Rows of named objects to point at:
● ● ● ● ●

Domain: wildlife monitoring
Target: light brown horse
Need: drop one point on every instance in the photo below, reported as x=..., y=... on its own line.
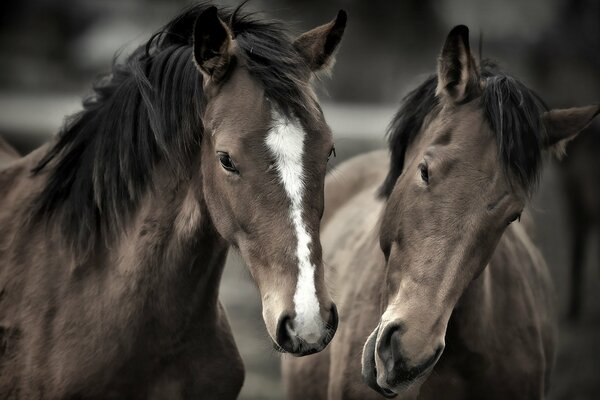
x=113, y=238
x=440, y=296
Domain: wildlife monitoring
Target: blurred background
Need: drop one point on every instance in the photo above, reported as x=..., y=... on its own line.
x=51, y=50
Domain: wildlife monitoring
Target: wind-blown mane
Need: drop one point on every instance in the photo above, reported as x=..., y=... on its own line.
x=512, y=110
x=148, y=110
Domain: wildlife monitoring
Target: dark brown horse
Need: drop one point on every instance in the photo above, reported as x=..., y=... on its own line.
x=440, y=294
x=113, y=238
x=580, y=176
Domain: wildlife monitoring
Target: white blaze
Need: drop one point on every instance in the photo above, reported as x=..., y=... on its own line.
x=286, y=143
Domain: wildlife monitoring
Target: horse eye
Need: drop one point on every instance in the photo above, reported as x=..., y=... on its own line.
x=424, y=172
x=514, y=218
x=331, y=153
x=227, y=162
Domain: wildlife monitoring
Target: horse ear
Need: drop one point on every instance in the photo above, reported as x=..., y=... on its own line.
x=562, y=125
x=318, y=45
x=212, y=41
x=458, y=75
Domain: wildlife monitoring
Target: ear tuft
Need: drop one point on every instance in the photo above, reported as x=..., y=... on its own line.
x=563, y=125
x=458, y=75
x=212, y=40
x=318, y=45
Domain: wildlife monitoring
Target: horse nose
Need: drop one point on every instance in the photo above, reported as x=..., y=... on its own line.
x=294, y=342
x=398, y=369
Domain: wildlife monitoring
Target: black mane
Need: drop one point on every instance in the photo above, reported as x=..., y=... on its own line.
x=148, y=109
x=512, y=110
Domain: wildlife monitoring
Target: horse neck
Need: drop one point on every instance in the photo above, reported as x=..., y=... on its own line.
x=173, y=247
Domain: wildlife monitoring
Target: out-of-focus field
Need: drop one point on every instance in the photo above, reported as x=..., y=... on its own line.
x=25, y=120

● ● ● ● ●

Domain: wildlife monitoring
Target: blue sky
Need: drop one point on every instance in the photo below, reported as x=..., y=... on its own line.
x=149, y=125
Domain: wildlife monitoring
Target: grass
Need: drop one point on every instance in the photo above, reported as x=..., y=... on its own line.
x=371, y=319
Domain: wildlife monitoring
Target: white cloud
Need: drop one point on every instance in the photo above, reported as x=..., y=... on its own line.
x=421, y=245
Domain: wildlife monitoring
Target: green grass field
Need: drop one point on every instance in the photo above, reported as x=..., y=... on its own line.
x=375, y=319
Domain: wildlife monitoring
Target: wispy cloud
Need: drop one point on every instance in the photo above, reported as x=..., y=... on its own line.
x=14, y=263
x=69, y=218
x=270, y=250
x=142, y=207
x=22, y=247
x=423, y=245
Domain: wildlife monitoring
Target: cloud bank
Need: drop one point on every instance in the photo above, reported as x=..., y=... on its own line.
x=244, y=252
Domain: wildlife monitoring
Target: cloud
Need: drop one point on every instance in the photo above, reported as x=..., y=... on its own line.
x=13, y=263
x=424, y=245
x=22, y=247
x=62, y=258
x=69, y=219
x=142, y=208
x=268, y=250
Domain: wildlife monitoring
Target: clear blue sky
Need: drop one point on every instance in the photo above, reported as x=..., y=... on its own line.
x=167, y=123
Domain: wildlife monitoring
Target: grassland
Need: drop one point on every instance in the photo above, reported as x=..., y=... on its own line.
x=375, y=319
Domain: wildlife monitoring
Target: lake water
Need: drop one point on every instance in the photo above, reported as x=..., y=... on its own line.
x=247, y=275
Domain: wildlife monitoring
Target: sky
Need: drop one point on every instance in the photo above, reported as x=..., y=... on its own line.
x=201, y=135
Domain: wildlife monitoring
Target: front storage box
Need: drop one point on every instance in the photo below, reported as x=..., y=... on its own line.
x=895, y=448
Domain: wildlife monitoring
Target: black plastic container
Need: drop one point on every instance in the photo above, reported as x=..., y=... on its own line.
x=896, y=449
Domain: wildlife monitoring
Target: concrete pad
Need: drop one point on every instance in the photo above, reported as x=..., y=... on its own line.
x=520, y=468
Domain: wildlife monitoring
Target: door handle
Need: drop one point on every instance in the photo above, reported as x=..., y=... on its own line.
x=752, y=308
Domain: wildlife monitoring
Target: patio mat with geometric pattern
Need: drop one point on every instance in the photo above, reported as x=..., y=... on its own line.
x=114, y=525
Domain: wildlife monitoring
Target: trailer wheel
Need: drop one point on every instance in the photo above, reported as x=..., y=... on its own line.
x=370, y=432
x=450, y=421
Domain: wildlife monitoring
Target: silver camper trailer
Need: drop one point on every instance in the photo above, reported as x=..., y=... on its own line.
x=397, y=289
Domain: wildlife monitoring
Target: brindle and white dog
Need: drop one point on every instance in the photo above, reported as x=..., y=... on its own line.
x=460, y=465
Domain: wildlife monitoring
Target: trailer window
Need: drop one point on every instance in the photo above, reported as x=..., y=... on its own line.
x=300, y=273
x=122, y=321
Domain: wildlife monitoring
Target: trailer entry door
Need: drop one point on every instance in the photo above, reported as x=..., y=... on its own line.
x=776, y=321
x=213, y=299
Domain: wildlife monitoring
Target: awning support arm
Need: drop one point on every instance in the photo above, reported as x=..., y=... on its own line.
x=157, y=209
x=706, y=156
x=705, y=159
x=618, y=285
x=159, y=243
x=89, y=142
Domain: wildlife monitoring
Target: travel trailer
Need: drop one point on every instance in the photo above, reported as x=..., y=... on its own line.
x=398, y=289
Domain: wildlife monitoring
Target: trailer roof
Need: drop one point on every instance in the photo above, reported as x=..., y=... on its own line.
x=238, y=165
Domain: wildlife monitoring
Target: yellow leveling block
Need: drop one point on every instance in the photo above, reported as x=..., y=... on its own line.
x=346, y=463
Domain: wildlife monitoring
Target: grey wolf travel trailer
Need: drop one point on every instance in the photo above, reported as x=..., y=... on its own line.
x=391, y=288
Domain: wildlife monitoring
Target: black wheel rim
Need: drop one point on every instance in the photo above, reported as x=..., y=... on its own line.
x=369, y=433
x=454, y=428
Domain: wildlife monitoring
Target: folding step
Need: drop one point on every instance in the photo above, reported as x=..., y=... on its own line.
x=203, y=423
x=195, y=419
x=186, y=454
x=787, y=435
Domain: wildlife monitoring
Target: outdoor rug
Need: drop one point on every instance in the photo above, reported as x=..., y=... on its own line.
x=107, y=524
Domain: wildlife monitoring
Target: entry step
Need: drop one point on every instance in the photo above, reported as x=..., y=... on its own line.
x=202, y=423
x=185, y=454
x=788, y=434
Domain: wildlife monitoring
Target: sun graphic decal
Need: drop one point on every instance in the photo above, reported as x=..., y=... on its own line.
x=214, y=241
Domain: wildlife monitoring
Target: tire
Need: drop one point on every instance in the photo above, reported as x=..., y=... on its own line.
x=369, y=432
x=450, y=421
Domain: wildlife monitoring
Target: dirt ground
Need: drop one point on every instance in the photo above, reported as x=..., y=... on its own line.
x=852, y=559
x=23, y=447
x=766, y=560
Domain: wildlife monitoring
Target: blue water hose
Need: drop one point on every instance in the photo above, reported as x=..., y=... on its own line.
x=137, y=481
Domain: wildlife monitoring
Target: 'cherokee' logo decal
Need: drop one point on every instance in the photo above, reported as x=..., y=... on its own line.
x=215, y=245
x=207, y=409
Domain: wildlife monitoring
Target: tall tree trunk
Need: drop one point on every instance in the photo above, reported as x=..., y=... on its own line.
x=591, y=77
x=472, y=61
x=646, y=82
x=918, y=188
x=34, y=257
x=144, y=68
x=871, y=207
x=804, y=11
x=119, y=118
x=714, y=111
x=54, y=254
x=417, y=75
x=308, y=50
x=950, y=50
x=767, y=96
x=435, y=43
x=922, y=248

● ● ● ● ●

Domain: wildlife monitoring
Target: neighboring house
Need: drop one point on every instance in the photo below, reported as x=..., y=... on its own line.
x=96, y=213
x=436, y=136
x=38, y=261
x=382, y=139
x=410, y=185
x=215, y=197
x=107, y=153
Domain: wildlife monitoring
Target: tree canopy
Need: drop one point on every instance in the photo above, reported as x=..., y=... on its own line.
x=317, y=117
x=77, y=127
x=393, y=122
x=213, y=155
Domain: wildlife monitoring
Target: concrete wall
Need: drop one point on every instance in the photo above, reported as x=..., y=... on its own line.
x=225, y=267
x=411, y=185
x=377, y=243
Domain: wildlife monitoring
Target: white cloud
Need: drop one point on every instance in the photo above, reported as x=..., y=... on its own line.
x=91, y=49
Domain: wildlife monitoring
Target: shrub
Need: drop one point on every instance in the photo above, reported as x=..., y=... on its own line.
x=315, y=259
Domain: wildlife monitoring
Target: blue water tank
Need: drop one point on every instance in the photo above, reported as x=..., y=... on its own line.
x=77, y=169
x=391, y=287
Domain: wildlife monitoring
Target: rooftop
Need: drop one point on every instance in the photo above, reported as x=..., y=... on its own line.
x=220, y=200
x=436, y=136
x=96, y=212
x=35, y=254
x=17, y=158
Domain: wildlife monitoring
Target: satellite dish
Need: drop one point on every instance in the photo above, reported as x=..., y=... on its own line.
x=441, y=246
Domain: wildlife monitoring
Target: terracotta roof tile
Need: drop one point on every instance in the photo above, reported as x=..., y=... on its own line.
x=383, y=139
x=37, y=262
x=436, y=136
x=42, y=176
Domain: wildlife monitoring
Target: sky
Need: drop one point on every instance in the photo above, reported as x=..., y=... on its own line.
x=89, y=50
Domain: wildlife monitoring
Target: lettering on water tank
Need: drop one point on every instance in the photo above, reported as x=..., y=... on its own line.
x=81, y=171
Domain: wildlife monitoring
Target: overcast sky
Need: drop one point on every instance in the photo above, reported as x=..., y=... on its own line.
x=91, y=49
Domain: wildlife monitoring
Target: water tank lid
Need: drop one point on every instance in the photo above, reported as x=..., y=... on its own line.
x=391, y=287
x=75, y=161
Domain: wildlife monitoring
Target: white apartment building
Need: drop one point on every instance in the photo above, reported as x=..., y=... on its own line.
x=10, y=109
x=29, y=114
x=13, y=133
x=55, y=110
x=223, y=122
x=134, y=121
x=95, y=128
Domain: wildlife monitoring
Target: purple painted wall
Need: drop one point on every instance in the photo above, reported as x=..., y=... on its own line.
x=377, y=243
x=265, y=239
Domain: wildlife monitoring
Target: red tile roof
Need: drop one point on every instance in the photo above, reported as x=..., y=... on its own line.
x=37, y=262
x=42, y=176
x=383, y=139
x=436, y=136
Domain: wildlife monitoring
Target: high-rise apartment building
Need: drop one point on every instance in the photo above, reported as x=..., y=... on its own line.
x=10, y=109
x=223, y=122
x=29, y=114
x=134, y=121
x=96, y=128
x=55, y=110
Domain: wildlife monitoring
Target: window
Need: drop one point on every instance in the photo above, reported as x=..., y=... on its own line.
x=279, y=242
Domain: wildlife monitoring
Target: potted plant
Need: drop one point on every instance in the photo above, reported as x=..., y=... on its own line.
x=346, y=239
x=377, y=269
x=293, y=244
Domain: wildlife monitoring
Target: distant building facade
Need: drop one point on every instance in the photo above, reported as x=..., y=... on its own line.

● ● ● ● ●

Count the lines in the rows above that contain the string "mane", and give only the number.

Right answer: 2